** Texto del ejercicio **
"""
Modernidad o no modernidad, la fe parece gozar de un lugar que la hace inexpugnable frente a los embates de la razón y la evidencia de un mundo cada vez más complejo, vertiginoso, comunicado y dependiente de la tecnología. Tal vez el movimiento de cambio sea tal, que la necesidad de algo que perdure de manera absoluta se busca de forma obstinada, para detener la vorágine del tiempo. A la par que lo que se desconoce es de tal dimensión, que la ilusión de contar con parámetros fijos y ligados a lo ya sabido alimenta una suerte de pereza intelectual que torna obvias cuestiones como las guerras, las hambrunas, las muertes violentas, las migraciones forzadas, la corrupción de cualquier género, la exclusión, la crueldad e infinidad de otras calamidades provocadas por el hombre, sin una mayor reflexión con respecto a las causas.

La holgura de una subjetividad, como pura certeza de sí mismo, que torna interior a la vez que profunda la trama del sujeto y de la universalidad, aparece con Pablo de Tarso y el cristianismo, el que enfrenta, asimismo, de manera irreconciliable la fe a la razón. Es más, el desafío de la fe al pensar y al deseo aparece subsumido en una feroz imposición del poder por sobre el sujeto, del que se sirve para fines no racionales y afines a un orden que ciñe el deseo y tritura la razón: ¿se puede pensar en algo tan inaudito como ser bienaventurados por ser pobres y alegrarnos de tener hambre nosotros y nuestros hijos, porque en el reino de los cielos esa hambre será colmada con creces, o rogar por nuestros enemigos y dar la otra mejilla a quien nos ofende? “Al que ya tiene se le dará, y al que no tiene se le quitará incluso lo que tiene” dice Marcos el evangelista. Sin embargo, ¿se puede pensar en algo así?
"""
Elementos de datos
"""
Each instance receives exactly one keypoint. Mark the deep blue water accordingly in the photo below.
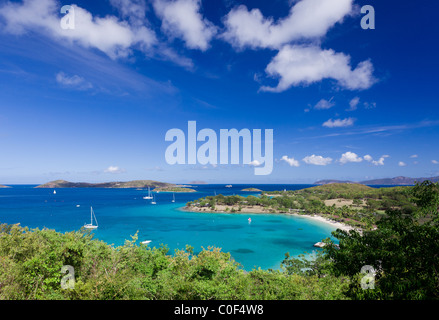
(121, 212)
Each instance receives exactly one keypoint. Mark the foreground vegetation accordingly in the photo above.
(31, 261)
(403, 251)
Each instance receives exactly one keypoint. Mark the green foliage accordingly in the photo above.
(31, 262)
(403, 250)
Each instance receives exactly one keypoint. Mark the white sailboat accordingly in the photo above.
(91, 225)
(148, 197)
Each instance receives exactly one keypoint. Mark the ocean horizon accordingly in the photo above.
(121, 213)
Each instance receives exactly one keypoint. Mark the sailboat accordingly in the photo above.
(148, 196)
(91, 225)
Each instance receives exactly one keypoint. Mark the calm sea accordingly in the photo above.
(122, 212)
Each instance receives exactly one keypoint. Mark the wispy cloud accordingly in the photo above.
(74, 81)
(349, 157)
(291, 161)
(339, 123)
(182, 19)
(114, 169)
(317, 160)
(296, 65)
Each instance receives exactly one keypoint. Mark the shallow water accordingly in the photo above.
(122, 212)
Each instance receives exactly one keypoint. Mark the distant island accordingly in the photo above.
(174, 189)
(353, 205)
(252, 189)
(397, 181)
(128, 184)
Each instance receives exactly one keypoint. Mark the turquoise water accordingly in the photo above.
(122, 212)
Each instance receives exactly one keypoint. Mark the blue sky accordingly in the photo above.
(94, 103)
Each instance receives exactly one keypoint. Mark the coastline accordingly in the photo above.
(336, 224)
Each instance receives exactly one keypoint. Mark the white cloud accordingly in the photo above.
(337, 123)
(255, 163)
(291, 161)
(317, 160)
(108, 34)
(307, 19)
(324, 104)
(132, 9)
(380, 161)
(296, 65)
(114, 169)
(74, 81)
(353, 104)
(350, 157)
(182, 19)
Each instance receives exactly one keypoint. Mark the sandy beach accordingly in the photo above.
(258, 209)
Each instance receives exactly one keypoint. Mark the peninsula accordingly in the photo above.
(401, 181)
(356, 205)
(127, 184)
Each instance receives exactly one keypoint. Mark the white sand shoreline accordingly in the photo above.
(336, 224)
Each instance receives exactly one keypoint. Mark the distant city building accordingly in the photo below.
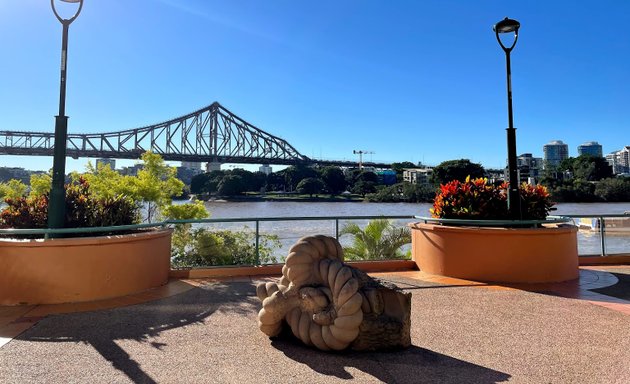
(186, 174)
(554, 152)
(620, 161)
(110, 162)
(386, 177)
(529, 168)
(191, 164)
(418, 175)
(265, 168)
(131, 171)
(592, 148)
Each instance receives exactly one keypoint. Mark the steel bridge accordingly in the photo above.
(211, 134)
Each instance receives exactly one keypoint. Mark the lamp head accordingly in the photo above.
(76, 13)
(504, 26)
(507, 25)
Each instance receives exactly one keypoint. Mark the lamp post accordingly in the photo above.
(57, 199)
(514, 201)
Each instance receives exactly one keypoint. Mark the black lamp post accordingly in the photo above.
(57, 200)
(514, 200)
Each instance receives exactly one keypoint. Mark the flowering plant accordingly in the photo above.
(478, 200)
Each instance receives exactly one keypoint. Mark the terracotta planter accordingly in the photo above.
(82, 269)
(511, 255)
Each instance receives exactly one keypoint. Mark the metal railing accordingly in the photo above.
(601, 228)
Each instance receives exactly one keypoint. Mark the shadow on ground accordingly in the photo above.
(101, 329)
(411, 365)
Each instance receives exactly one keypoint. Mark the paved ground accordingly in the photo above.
(461, 333)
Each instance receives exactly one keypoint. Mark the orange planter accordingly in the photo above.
(82, 269)
(512, 255)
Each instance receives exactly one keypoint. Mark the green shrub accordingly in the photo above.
(82, 210)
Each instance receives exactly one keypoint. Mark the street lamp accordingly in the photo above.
(514, 201)
(57, 199)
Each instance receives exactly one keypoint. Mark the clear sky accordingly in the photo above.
(407, 80)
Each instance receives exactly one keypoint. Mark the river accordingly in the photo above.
(290, 231)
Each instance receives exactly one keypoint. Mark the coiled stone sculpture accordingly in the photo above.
"""
** Ejercicios propuestos **
[1] Reproduce sin cambios el fragmento del texto sobre la fe y la razón comprendido entre "Modernidad o no" y "a las causas.", ambos incluidos.
[2] Resume de forma más breve el párrafo del texto sobre la fe y la razón que comienza con "Modernidad o no modernidad". Conserva sus ideas principales.
[3] Responde estas preguntas con datos del texto sobre la fe y la razón:
(a) Según el primer párrafo, ¿de qué depende cada vez más el mundo?
(b) ¿Con quién aparece la holgura de una subjetividad como pura certeza de sí mismo?
(c) ¿A qué evangelista se atribuye la frase "Al que ya tiene se le dará"?

** Respuestas por ejercicio **
[1]
Modernidad o no modernidad, la fe parece gozar de un lugar que la hace inexpugnable frente a los embates de la razón y la evidencia de un mundo cada vez más complejo, vertiginoso, comunicado y dependiente de la tecnología. Tal vez el movimiento de cambio sea tal, que la necesidad de algo que perdure de manera absoluta se busca de forma obstinada, para detener la vorágine del tiempo. A la par que lo que se desconoce es de tal dimensión, que la ilusión de contar con parámetros fijos y ligados a lo ya sabido alimenta una suerte de pereza intelectual que torna obvias cuestiones como las guerras, las hambrunas, las muertes violentas, las migraciones forzadas, la corrupción de cualquier género, la exclusión, la crueldad e infinidad de otras calamidades provocadas por el hombre, sin una mayor reflexión con respecto a las causas.

[2] La fe parece inexpugnable frente a la razón y a la evidencia de un mundo complejo, vertiginoso, comunicado y dependiente de la tecnología. Quizá, ante tanto cambio, se busca con obstinación algo que perdure de manera absoluta para detener la vorágine del tiempo. Además, lo desconocido es tan vasto que la ilusión de contar con parámetros fijos alimenta una pereza intelectual. Esa pereza vuelve obvias las guerras, las hambrunas, las muertes violentas, las migraciones forzadas, la corrupción, la exclusión, la crueldad y otras calamidades provocadas por el hombre, sin que se reflexione sobre sus causas.

[3]
(a) De la tecnología.
(b) Con Pablo de Tarso y el cristianismo.
(c) A Marcos.